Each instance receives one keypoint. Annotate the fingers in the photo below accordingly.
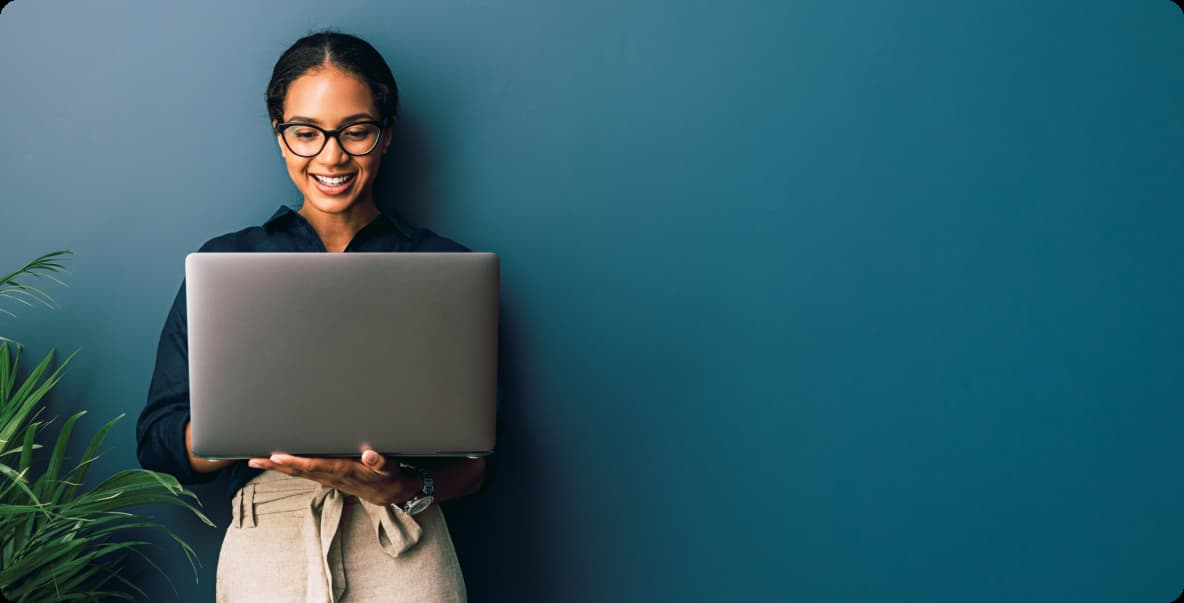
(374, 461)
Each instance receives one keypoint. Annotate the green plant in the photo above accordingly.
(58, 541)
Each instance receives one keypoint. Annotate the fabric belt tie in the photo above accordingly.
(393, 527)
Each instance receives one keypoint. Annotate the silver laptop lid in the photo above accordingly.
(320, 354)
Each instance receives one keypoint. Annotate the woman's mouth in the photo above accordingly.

===

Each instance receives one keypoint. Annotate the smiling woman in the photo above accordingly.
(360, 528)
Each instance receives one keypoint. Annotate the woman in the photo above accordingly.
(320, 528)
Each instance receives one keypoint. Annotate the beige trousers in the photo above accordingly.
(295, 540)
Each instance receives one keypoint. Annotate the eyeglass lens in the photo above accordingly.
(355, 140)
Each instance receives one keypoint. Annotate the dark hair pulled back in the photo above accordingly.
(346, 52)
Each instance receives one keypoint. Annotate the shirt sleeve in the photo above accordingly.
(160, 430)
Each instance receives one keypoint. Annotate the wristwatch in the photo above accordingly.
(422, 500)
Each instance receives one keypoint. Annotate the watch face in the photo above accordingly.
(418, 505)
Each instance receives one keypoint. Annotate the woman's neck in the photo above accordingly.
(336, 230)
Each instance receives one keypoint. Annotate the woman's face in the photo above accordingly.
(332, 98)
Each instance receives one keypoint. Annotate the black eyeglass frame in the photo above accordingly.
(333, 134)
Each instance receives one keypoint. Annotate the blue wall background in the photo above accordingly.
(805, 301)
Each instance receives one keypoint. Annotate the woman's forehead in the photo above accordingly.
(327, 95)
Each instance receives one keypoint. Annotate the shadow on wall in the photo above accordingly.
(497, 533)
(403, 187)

===

Directions for this task: Using the data above, reproduce exactly the lines from the line that contains "Each instance receives one keypoint. Annotate the silver" through the line that contains "Each instance receives one keypoint. Annotate the woman's mouth", including both.

Reply:
Each instance receives one keypoint. Annotate the silver laptop lid in the photo above accordingly.
(320, 354)
Each instance receives one keypoint. Annotate the woman's mouth in the photo above accordingly.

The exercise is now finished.